BEGIN

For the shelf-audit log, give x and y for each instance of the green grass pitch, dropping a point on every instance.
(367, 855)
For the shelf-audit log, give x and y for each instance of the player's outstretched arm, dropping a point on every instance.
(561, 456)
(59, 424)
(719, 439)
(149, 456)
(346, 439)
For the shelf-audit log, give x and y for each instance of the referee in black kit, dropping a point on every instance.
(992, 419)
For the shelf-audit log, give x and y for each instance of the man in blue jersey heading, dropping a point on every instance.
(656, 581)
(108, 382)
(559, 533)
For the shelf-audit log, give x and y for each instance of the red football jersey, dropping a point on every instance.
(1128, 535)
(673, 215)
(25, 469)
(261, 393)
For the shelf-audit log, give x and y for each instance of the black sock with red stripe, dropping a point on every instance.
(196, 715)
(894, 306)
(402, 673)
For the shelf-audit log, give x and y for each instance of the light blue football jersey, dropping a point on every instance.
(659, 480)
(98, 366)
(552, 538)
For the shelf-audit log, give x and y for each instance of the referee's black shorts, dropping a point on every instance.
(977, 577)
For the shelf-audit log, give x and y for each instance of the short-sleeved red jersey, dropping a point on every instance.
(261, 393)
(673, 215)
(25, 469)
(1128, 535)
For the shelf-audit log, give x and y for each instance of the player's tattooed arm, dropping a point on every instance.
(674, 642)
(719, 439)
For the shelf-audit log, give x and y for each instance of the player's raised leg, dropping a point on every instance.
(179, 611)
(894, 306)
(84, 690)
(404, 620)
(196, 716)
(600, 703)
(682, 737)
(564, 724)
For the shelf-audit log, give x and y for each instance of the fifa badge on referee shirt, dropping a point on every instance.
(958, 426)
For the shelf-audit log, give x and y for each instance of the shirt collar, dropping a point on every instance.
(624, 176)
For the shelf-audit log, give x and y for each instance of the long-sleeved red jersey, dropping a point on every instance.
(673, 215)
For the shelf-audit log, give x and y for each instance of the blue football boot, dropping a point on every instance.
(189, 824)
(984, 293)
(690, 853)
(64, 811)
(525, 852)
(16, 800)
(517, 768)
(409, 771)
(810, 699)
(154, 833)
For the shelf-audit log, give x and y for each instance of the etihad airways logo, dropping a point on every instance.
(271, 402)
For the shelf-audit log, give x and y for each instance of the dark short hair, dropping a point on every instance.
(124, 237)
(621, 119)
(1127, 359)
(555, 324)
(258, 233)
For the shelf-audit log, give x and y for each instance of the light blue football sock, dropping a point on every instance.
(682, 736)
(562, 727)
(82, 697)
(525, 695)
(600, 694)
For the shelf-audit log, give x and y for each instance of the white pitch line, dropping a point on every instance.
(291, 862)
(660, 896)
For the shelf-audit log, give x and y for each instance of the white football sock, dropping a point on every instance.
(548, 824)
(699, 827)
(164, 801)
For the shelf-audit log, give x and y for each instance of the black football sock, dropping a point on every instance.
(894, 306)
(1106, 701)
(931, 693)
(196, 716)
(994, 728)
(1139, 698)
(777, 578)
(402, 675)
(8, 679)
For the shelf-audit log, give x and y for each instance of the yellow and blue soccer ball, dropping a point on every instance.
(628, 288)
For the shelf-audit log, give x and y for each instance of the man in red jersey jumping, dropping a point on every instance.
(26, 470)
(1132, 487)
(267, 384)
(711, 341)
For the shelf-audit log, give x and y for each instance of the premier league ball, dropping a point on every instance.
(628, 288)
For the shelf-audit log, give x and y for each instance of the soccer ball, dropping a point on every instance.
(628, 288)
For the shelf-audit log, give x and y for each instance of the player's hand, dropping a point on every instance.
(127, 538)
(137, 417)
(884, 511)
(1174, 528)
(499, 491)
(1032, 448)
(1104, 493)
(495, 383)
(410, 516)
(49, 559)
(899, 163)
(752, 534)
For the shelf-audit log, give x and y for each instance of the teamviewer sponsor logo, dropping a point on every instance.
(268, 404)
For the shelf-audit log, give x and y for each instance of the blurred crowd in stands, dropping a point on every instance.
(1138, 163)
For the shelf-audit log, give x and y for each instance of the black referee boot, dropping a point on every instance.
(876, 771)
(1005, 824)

END

Your objective> Could you copy each line above word for word?

Reply to the task>
For the shelf-audit log, give x and y for each instance of the green grass pitch, dropping a point on every instance.
(367, 855)
For the shelf-audit log, give x and y for each instance of the player's outstretched arm, dropping a point on every instance.
(561, 456)
(59, 424)
(719, 439)
(149, 456)
(346, 439)
For the shelf-audit log, give x and y for each instance of the referee in black kit, dropping a point on every instance.
(992, 419)
For the shelf-audit log, give x and y for each instance of the man in blue jersey heading, dropping a point on every instance.
(656, 581)
(108, 382)
(559, 533)
For the shelf-audit log, give x and y for each instance of the red football jersey, dropping a point on every instance.
(1128, 535)
(673, 215)
(25, 469)
(261, 393)
For the shelf-audit log, give x and y for each instance of the black sock with red stripe, dropping a point on every instance.
(196, 715)
(894, 306)
(402, 673)
For the shelf-audit log, give x and y for each instance of the light blue football jersey, dropping a point on every instance.
(659, 480)
(98, 366)
(552, 538)
For the shelf-audit log, give x and y for each instance of the referee's black shorts, dropping a point on every instance.
(977, 577)
For the shelf-audit log, give x and y for each instance of the short-sleeved red jersey, dropping a point on every instance.
(261, 393)
(673, 215)
(25, 469)
(1128, 535)
For the shelf-audit log, give x and y for each instance of the player's tattooed arm, dropping a point on every instance.
(674, 642)
(719, 439)
For the shelf-audit log, give x and y for each instance of the player's raised leg, dropping a point on every instance.
(179, 611)
(894, 306)
(84, 690)
(404, 620)
(196, 716)
(600, 703)
(682, 737)
(564, 724)
For the shelf-audit log, give x and y for each instance of the fifa badge on referee shirt, dropping a point on every instance.
(958, 426)
For the shelf-audit log, give x and y for each instance of the shirt collar, dropping a point on every instance.
(624, 176)
For the shelf-audit log, give x and y for each instance of the long-sleeved red jersey, dropping a point on every instance.
(673, 215)
For the shelf-audit log, give x and y for each instance of the blue football boot, dropping a point on every instance.
(189, 824)
(984, 293)
(690, 853)
(64, 811)
(525, 852)
(16, 800)
(517, 768)
(409, 771)
(810, 699)
(154, 833)
For the shelf-audit log, give x and y for each instance of the etihad airways logo, dropping a point on every instance.
(271, 402)
For the shelf-audit log, give x and y for each instance of the dark short hair, dropping a point on every instance.
(124, 237)
(621, 119)
(1127, 359)
(555, 324)
(258, 233)
For the shelf-audit log, give x and y for each instance of the light blue football sock, dropping a point on every instance.
(682, 736)
(562, 727)
(82, 697)
(525, 695)
(600, 694)
For the shelf-audit log, give x and y for each instance of the white pitch line, dropping a point on every instance.
(291, 862)
(660, 896)
For the shelf-audit log, give x and y for each instance of the white football sock, dropping a point on every instance.
(548, 824)
(699, 827)
(164, 801)
For the shelf-audit log, give x and y for each instance of the black football sock, dropping a point on every instance.
(894, 306)
(1106, 701)
(931, 693)
(196, 716)
(994, 728)
(1139, 698)
(777, 578)
(402, 675)
(8, 679)
For the shelf-audit log, give x and y for each instance of the yellow and blue soccer ball, dropping a point on every instance.
(628, 288)
For the shelf-audit log, give x and y for each instance of the man in red jersey jumping, dropping a point on every instance.
(26, 470)
(1132, 487)
(267, 384)
(711, 341)
For the shelf-audit log, give x and y for each instance of the premier league ball, dropping a point on every instance.
(628, 288)
For the shelf-audit log, give x and y for each instance of the soccer ball, dropping a point on every instance.
(628, 288)
For the shelf-audit log, give x and y for each instance of the player's hand, dropping a point on every instance.
(127, 538)
(137, 417)
(884, 511)
(1174, 528)
(499, 491)
(1032, 448)
(1104, 493)
(495, 383)
(410, 516)
(49, 559)
(899, 163)
(752, 534)
For the shelf-audit log, give x and y for each instance of the teamviewer sponsor logo, dropping a point on every instance.
(268, 404)
For the shelf-audit log, give x and y for each instance of the blurred crowd in stands, dropping a point on every instance.
(1138, 163)
For the shelf-audit log, give x and y for each instance of the black referee boot, dropping a point on every instance.
(876, 771)
(1005, 824)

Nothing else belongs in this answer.